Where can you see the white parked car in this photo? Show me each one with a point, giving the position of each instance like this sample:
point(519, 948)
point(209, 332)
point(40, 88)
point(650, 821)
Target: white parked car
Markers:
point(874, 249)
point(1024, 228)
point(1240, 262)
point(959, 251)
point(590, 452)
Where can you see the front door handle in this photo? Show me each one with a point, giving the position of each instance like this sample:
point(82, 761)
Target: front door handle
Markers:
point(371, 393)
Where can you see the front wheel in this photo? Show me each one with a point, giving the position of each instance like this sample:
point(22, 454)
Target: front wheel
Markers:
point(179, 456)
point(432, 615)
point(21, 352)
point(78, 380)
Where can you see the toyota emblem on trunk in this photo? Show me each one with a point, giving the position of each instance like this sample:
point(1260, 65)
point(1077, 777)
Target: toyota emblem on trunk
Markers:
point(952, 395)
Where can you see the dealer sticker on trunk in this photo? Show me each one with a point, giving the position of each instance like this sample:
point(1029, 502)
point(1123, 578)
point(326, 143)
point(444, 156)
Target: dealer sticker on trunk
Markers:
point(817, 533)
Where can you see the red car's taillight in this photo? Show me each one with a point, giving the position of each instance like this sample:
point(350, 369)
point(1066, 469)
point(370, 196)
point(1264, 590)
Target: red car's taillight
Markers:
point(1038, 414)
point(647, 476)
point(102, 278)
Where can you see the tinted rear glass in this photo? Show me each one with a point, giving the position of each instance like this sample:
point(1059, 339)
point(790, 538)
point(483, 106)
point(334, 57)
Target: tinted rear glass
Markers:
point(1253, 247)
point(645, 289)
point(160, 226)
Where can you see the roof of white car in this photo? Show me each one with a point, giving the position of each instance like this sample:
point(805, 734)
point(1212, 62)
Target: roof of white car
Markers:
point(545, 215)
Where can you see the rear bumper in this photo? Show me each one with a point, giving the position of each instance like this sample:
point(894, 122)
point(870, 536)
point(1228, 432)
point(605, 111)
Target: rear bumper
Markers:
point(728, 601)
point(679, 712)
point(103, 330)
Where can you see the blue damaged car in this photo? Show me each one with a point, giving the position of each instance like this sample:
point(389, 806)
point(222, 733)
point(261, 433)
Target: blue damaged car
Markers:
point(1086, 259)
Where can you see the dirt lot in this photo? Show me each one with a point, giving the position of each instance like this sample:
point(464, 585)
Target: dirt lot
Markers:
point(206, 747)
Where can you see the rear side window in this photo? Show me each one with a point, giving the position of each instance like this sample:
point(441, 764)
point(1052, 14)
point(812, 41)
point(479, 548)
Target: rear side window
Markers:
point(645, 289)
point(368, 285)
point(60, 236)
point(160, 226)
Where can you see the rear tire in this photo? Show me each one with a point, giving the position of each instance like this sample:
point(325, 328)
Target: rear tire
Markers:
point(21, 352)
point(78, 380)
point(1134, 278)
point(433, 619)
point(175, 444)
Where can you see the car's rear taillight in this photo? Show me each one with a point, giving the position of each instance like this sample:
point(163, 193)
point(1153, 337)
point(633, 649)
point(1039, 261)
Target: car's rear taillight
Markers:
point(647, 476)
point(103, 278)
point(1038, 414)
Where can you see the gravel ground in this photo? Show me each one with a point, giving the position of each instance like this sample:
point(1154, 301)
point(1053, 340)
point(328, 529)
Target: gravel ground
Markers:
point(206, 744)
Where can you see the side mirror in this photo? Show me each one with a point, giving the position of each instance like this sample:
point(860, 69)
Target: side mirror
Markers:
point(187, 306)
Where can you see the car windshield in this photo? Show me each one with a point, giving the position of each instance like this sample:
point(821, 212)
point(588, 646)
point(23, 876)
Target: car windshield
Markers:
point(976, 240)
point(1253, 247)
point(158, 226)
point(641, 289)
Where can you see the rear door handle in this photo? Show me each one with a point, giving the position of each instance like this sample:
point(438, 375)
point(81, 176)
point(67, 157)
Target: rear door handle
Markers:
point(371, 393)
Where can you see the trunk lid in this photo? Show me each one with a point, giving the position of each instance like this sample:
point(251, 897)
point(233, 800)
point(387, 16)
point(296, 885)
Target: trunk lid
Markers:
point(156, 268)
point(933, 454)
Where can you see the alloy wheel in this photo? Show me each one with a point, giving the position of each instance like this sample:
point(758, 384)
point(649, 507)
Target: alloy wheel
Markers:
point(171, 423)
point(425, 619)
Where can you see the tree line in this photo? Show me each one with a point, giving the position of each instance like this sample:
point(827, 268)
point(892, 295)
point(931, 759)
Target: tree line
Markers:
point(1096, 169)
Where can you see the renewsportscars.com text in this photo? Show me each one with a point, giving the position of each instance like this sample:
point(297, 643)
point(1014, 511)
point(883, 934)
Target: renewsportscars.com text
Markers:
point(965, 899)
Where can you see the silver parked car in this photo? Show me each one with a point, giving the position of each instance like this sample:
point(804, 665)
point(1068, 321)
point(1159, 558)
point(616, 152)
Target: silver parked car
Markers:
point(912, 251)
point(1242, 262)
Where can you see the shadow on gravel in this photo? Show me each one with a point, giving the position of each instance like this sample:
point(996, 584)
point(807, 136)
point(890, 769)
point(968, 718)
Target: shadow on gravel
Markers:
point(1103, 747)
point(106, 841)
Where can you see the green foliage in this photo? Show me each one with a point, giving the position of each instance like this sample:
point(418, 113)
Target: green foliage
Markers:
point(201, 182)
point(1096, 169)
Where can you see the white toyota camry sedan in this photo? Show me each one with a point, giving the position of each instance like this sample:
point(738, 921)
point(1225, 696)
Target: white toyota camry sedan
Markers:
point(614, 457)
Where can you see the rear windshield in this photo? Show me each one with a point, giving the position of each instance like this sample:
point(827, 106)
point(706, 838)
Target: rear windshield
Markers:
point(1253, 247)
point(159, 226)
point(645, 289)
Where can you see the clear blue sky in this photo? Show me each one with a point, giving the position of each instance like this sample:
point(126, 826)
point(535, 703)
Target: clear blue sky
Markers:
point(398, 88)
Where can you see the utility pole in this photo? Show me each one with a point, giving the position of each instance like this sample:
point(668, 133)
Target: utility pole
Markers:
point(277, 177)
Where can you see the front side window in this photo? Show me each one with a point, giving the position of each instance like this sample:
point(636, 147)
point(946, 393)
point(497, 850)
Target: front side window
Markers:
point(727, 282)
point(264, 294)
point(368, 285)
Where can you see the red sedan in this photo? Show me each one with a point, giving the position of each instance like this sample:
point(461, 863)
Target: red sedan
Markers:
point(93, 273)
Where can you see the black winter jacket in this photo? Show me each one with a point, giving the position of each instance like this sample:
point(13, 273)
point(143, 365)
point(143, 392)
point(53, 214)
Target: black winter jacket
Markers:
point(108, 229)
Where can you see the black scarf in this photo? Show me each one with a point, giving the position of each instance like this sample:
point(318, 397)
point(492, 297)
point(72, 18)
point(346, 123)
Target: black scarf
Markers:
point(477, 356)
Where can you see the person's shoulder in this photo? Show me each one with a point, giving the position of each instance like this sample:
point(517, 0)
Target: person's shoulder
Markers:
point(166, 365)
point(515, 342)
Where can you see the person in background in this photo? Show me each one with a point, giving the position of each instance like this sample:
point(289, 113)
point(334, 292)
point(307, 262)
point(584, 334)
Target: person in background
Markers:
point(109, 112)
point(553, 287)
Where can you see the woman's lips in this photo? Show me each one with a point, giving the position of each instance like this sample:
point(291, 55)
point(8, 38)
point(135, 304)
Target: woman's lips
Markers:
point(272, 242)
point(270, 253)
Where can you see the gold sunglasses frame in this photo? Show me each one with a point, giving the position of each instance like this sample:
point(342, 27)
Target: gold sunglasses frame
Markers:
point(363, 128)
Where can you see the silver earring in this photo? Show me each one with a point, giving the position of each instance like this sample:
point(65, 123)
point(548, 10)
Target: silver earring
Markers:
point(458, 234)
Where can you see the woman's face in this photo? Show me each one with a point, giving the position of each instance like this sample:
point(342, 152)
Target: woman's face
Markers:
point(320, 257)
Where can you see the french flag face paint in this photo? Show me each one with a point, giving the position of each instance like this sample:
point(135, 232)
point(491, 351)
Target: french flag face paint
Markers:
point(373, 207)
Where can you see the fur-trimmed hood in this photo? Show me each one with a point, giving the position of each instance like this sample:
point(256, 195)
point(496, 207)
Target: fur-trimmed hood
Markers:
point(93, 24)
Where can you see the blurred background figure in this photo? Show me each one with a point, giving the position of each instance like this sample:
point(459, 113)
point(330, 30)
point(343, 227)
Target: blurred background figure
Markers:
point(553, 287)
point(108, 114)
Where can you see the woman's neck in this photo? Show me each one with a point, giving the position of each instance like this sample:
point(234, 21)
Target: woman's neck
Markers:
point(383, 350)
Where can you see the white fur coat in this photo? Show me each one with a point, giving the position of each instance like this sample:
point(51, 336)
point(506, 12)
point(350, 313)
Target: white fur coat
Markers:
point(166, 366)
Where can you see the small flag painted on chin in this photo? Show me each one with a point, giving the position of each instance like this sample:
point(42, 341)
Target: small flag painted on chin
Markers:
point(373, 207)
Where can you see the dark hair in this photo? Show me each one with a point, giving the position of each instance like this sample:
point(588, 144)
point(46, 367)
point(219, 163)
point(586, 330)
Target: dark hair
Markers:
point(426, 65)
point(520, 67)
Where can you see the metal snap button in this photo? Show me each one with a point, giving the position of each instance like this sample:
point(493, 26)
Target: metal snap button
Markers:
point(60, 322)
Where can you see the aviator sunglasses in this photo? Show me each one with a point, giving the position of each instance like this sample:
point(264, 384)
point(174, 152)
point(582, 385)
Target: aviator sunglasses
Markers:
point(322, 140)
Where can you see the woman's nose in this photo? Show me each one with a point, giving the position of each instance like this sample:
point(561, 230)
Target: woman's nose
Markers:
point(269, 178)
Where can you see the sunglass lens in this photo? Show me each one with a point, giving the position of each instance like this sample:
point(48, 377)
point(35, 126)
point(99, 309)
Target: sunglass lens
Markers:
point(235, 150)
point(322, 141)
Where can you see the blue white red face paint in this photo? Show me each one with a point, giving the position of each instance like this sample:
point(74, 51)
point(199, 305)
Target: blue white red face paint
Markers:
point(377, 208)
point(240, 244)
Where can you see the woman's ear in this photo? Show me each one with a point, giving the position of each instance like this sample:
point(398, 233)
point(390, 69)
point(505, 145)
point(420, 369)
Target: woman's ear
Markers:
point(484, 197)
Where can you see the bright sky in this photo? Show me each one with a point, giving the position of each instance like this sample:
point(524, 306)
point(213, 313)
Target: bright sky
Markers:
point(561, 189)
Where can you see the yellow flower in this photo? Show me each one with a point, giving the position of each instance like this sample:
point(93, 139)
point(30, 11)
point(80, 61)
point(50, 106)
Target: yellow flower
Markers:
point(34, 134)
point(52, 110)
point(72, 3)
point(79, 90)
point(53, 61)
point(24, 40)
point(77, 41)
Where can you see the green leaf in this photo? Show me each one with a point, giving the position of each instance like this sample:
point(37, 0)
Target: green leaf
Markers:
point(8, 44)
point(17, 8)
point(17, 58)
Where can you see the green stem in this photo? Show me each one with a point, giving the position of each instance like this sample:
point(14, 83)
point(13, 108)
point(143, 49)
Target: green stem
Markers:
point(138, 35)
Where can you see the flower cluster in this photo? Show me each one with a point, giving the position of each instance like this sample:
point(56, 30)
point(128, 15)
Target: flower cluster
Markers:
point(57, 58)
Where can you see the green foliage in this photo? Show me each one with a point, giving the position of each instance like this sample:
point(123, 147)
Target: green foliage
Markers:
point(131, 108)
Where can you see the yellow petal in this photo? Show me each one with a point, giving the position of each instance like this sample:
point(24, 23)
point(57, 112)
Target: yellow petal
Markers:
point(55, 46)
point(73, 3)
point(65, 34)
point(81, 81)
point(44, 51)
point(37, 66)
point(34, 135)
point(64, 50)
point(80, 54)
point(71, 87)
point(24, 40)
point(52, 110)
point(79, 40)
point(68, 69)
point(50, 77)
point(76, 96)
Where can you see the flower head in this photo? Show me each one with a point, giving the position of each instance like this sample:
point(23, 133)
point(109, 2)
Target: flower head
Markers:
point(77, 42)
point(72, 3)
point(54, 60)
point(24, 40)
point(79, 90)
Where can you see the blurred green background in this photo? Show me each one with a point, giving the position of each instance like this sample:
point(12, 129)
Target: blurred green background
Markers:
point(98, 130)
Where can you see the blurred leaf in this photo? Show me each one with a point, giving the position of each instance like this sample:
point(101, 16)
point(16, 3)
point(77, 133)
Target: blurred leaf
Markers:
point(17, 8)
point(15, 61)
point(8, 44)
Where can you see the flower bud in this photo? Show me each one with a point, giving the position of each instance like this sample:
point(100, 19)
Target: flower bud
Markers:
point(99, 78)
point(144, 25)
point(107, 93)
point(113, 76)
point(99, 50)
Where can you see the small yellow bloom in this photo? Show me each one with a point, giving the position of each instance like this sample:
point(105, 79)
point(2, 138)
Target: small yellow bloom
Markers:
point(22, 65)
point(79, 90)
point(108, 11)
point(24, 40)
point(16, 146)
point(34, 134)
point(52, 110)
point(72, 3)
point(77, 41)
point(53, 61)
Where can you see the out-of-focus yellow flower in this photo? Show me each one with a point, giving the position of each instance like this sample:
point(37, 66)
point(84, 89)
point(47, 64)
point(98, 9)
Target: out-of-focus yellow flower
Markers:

* * *

■ **Requirement**:
Retype the listing lines starting at the one containing "Where can you see the side" and ending at the one containing "point(641, 289)", both included. Reproduce only those lines, without any change.

■ **Solved exercise**:
Where can you see the side mirror in this photo? Show me each one with a point, giving the position of each instance like this sample:
point(860, 69)
Target: side mirror
Markers:
point(187, 306)
Where can you see the car windshield in this photo? Show me each one with a point, giving the position of each instance like this sample:
point(821, 212)
point(588, 646)
point(23, 876)
Target: car windshield
Markers:
point(976, 240)
point(1253, 247)
point(158, 226)
point(641, 289)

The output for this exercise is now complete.